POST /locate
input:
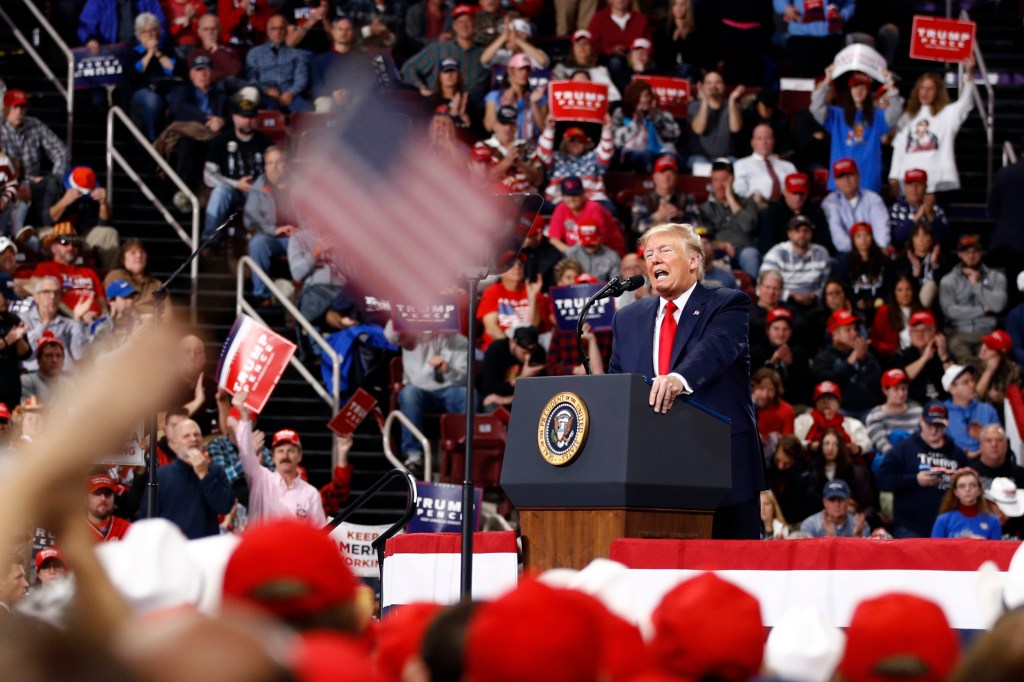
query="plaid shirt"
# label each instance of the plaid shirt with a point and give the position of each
(284, 68)
(563, 354)
(27, 143)
(223, 453)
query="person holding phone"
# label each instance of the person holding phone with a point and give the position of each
(919, 471)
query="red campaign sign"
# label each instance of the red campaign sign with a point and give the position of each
(352, 413)
(939, 39)
(578, 100)
(253, 359)
(673, 93)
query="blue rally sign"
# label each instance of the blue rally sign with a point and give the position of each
(568, 301)
(439, 508)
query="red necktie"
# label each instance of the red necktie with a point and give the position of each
(776, 190)
(665, 341)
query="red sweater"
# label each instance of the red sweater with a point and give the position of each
(607, 36)
(776, 418)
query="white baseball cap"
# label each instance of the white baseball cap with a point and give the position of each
(1006, 496)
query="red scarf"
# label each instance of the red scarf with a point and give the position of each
(820, 424)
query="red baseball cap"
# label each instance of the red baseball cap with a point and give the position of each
(324, 655)
(100, 481)
(665, 163)
(50, 553)
(292, 554)
(898, 636)
(860, 227)
(915, 175)
(894, 377)
(844, 167)
(399, 637)
(15, 98)
(709, 628)
(797, 183)
(923, 317)
(998, 340)
(513, 638)
(286, 435)
(778, 313)
(46, 339)
(590, 235)
(827, 388)
(842, 317)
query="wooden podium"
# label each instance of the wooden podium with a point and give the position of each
(638, 473)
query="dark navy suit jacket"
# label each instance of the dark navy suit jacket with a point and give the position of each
(712, 352)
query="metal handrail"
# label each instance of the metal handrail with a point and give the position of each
(68, 92)
(417, 433)
(1009, 154)
(113, 155)
(242, 305)
(985, 107)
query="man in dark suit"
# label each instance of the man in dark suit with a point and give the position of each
(708, 358)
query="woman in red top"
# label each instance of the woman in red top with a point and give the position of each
(890, 331)
(774, 414)
(182, 20)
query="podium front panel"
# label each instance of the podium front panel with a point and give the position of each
(633, 457)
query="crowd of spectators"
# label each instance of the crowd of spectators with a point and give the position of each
(882, 342)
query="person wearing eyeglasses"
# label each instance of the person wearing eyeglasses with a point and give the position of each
(81, 291)
(41, 314)
(99, 510)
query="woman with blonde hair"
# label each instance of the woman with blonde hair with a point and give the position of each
(927, 131)
(964, 511)
(773, 525)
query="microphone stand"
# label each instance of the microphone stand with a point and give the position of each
(159, 297)
(583, 318)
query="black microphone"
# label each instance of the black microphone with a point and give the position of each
(619, 287)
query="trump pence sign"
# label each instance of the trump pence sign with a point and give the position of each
(578, 100)
(253, 359)
(939, 39)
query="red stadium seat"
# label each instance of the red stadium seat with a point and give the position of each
(273, 125)
(488, 450)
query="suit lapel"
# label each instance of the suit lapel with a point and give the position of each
(688, 320)
(648, 320)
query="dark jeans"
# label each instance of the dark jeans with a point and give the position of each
(739, 521)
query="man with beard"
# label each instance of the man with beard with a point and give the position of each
(233, 160)
(774, 220)
(99, 510)
(778, 351)
(925, 359)
(282, 492)
(193, 489)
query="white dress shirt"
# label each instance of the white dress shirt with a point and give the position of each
(680, 302)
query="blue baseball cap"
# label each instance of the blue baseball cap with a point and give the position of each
(120, 289)
(836, 488)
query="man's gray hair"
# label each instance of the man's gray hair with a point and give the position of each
(146, 20)
(686, 236)
(40, 281)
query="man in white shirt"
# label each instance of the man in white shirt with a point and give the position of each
(851, 204)
(761, 175)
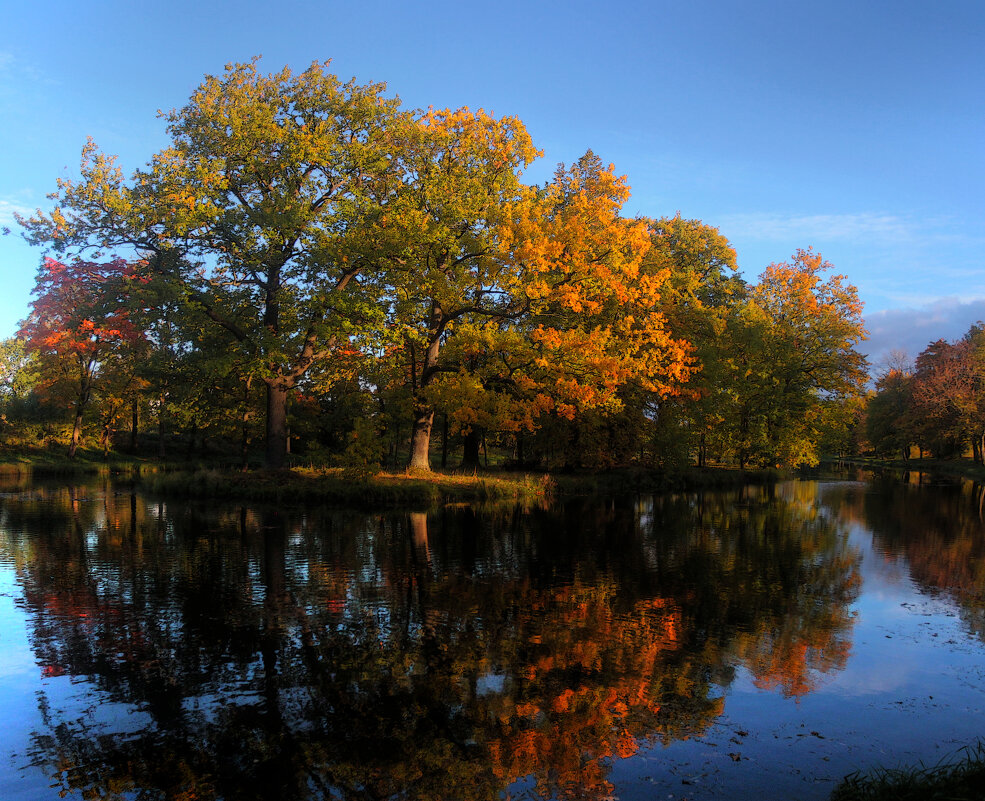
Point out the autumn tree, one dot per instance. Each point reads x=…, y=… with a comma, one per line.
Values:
x=246, y=207
x=889, y=414
x=792, y=361
x=700, y=297
x=79, y=329
x=596, y=324
x=459, y=170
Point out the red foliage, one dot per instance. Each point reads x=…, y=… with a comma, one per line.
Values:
x=78, y=309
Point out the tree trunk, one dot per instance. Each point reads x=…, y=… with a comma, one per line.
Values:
x=444, y=441
x=73, y=446
x=133, y=426
x=420, y=437
x=162, y=433
x=470, y=454
x=276, y=424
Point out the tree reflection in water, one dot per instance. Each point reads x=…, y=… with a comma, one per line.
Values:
x=320, y=654
x=940, y=534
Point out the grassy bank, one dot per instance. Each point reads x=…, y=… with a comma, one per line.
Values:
x=960, y=778
x=335, y=486
x=366, y=490
x=958, y=468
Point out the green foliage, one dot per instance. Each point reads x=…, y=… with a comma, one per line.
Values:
x=953, y=779
x=309, y=240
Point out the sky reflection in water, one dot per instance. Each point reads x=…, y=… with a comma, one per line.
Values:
x=754, y=644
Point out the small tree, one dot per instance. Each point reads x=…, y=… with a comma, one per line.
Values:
x=79, y=330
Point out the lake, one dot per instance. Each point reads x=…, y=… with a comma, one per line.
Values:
x=759, y=643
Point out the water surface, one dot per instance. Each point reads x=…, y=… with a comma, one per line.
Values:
x=753, y=644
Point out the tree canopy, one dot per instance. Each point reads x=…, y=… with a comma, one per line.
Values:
x=372, y=268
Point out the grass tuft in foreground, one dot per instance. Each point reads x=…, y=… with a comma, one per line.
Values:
x=959, y=778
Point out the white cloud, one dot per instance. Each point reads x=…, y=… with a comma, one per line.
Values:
x=912, y=329
x=7, y=210
x=867, y=226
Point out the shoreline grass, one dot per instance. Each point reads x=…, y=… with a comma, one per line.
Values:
x=959, y=777
x=955, y=468
x=364, y=489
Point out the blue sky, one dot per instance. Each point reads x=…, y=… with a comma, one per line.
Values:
x=855, y=128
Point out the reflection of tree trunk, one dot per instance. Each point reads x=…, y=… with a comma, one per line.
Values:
x=133, y=425
x=275, y=596
x=419, y=533
x=162, y=432
x=73, y=446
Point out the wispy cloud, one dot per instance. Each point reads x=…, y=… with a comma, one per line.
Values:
x=912, y=329
x=866, y=226
x=7, y=210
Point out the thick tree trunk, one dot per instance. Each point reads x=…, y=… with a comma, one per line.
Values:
x=73, y=446
x=444, y=441
x=134, y=420
x=470, y=454
x=162, y=434
x=420, y=437
x=276, y=424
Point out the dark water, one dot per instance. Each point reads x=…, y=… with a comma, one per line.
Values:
x=756, y=644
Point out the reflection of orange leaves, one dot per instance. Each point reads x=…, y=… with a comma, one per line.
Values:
x=527, y=710
x=626, y=745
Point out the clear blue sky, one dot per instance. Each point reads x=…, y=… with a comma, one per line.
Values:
x=856, y=128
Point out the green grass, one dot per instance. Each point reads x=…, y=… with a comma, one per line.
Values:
x=961, y=468
x=336, y=486
x=959, y=778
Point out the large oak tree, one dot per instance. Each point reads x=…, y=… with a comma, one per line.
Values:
x=248, y=207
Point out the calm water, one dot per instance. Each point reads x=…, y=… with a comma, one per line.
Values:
x=756, y=644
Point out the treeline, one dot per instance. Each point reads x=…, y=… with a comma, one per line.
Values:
x=935, y=405
x=310, y=264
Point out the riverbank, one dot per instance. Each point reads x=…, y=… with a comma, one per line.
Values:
x=361, y=489
x=957, y=468
x=960, y=778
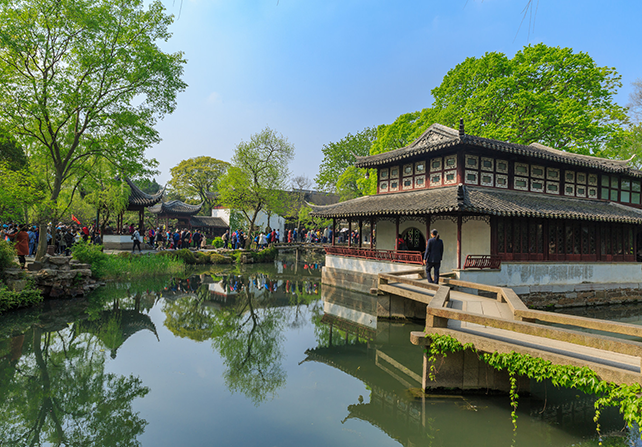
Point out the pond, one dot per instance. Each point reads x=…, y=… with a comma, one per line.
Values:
x=261, y=356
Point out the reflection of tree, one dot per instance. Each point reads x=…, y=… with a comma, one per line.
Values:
x=249, y=340
x=188, y=318
x=61, y=395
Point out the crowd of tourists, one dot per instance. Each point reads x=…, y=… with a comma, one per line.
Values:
x=237, y=239
x=160, y=238
x=61, y=237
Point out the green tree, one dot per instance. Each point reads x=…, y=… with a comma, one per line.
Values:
x=194, y=178
x=543, y=94
x=339, y=156
x=257, y=177
x=12, y=154
x=62, y=395
x=81, y=80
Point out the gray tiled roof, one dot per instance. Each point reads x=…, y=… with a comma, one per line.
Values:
x=175, y=207
x=438, y=137
x=140, y=198
x=207, y=221
x=480, y=200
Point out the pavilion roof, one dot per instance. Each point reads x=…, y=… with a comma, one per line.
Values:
x=139, y=198
x=207, y=221
x=481, y=200
x=175, y=207
x=438, y=137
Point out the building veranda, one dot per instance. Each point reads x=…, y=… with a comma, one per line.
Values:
x=530, y=217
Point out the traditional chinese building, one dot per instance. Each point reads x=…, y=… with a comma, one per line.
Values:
x=537, y=215
x=186, y=217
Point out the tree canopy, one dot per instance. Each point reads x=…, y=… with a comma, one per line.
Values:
x=543, y=94
x=85, y=80
x=339, y=156
x=258, y=175
x=194, y=178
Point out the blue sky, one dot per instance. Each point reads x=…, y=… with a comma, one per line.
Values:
x=317, y=70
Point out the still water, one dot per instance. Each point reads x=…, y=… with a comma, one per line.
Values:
x=262, y=356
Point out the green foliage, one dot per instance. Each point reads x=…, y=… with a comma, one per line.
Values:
x=124, y=265
x=543, y=94
x=7, y=255
x=10, y=300
x=12, y=155
x=311, y=222
x=82, y=82
x=257, y=177
x=339, y=157
x=193, y=178
x=216, y=258
x=217, y=242
x=90, y=254
x=263, y=256
x=627, y=397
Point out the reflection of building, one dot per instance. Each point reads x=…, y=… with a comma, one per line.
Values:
x=186, y=216
x=114, y=327
x=570, y=216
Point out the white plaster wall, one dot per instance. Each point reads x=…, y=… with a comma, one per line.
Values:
x=448, y=233
x=368, y=266
x=223, y=213
x=421, y=226
x=475, y=239
x=276, y=222
x=536, y=276
x=385, y=235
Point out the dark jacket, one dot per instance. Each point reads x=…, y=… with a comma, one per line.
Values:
x=434, y=250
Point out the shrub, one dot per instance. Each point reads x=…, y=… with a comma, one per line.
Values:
x=13, y=300
x=216, y=258
x=90, y=254
x=267, y=255
x=201, y=258
x=185, y=255
x=7, y=255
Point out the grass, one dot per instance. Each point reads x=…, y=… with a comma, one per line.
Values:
x=125, y=265
x=144, y=266
x=10, y=300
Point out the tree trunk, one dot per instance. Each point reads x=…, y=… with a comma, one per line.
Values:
x=50, y=214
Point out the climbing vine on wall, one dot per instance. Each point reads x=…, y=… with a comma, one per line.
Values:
x=627, y=397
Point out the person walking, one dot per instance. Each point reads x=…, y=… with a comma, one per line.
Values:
x=433, y=256
x=21, y=239
x=136, y=239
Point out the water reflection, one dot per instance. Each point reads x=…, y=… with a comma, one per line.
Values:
x=54, y=388
x=272, y=330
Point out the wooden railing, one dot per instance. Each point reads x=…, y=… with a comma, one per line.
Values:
x=483, y=262
x=525, y=321
x=406, y=257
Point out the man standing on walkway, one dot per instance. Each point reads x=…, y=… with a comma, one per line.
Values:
x=432, y=257
x=136, y=240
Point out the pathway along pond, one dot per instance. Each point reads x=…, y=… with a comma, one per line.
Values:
x=264, y=356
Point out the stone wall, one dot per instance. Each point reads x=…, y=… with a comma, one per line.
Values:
x=57, y=277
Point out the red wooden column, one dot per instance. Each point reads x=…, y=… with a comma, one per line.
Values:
x=428, y=235
x=397, y=234
x=372, y=233
x=334, y=229
x=459, y=242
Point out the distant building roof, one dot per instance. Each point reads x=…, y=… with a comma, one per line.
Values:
x=489, y=201
x=138, y=198
x=207, y=221
x=175, y=207
x=438, y=137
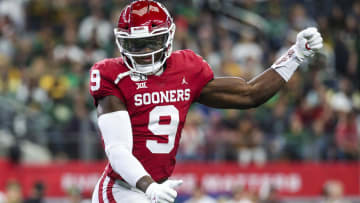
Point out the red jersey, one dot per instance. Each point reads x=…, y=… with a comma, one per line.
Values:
x=157, y=105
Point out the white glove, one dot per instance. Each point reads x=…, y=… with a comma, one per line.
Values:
x=308, y=42
x=163, y=193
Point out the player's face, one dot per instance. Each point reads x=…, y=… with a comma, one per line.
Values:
x=145, y=46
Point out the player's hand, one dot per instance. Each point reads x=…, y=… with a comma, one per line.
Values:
x=163, y=193
x=308, y=42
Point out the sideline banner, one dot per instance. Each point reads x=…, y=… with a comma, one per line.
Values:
x=290, y=179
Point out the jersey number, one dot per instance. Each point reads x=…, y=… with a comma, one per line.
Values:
x=168, y=128
x=95, y=79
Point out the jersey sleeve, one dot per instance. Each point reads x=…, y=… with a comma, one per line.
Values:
x=203, y=73
x=102, y=83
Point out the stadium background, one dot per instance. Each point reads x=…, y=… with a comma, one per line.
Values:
x=301, y=146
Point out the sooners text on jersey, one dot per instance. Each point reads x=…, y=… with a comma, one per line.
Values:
x=157, y=105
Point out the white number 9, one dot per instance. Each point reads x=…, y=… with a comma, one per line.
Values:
x=169, y=129
x=95, y=78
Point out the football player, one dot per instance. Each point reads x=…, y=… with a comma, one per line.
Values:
x=142, y=99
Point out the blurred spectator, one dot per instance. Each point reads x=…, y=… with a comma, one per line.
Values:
x=192, y=143
x=296, y=140
x=249, y=142
x=199, y=196
x=241, y=195
x=75, y=196
x=333, y=192
x=13, y=193
x=95, y=28
x=37, y=193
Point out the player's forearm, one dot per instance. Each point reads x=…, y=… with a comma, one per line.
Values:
x=264, y=86
x=116, y=131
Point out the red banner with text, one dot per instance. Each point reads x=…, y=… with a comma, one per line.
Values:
x=290, y=179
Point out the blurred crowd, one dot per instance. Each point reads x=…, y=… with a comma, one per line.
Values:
x=48, y=47
x=333, y=192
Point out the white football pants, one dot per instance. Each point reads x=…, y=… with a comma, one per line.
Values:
x=108, y=190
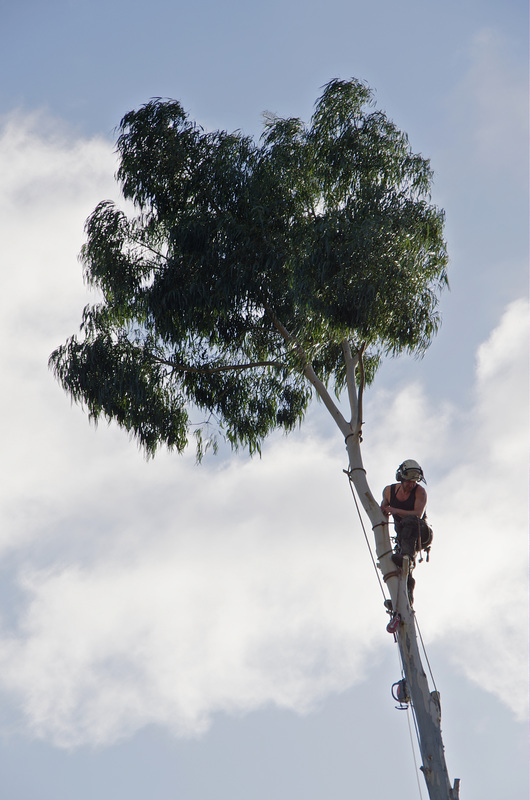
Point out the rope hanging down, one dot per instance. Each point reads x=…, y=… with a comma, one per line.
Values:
x=348, y=473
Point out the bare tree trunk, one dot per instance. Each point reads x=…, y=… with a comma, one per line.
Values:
x=426, y=705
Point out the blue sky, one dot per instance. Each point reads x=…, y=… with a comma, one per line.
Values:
x=189, y=633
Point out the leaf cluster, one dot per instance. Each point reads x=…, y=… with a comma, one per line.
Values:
x=323, y=230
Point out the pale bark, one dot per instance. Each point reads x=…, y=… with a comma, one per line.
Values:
::::::
Task details - Within the records above, find every line containing "roof" and report only how many there are.

Output of the exercise - 3